ACTIVITY:
What lines in the material hold the string "green"? Copy out each of them.

━━━━━ MATERIAL FOR THE TASK ━━━━━

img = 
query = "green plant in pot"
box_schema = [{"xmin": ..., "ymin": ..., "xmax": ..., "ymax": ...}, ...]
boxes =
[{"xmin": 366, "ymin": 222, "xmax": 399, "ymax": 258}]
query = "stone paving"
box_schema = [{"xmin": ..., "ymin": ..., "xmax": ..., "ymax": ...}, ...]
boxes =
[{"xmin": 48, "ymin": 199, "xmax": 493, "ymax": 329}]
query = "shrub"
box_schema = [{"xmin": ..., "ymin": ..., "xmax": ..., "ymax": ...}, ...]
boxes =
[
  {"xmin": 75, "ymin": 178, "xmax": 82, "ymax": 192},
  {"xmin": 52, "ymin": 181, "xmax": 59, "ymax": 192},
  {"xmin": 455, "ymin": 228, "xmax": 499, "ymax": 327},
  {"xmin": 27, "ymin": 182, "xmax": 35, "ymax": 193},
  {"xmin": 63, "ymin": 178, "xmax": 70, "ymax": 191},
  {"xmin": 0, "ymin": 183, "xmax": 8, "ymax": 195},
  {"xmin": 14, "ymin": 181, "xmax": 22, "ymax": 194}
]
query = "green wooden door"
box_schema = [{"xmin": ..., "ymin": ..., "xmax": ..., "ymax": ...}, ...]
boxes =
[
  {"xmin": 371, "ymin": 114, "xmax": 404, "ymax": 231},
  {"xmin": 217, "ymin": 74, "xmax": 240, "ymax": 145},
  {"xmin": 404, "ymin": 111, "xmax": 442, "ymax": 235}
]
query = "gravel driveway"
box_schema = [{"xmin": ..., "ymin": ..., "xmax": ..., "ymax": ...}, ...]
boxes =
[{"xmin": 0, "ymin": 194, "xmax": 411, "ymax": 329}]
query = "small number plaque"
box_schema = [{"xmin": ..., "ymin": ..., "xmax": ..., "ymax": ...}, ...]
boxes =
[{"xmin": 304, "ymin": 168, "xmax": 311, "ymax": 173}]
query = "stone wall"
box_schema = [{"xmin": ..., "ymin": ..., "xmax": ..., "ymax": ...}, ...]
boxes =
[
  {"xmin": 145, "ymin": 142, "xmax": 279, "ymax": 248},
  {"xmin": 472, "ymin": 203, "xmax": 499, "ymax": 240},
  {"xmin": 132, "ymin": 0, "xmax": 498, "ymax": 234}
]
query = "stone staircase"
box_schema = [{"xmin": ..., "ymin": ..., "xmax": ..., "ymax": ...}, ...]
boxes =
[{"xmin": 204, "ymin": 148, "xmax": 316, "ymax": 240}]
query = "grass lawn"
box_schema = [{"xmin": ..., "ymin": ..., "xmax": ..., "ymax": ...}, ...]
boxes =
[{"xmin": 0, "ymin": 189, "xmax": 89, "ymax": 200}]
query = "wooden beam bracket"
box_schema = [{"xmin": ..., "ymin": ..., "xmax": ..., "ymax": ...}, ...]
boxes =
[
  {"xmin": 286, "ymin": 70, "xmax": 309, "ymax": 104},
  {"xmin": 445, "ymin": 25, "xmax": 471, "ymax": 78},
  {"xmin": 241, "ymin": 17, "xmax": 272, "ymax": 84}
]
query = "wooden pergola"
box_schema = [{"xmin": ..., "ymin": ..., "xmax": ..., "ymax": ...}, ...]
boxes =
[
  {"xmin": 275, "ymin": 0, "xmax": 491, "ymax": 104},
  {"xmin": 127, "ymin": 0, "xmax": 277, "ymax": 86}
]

━━━━━

SOLVED EXERCISE:
query = "green plant in pot"
query = "green wooden door"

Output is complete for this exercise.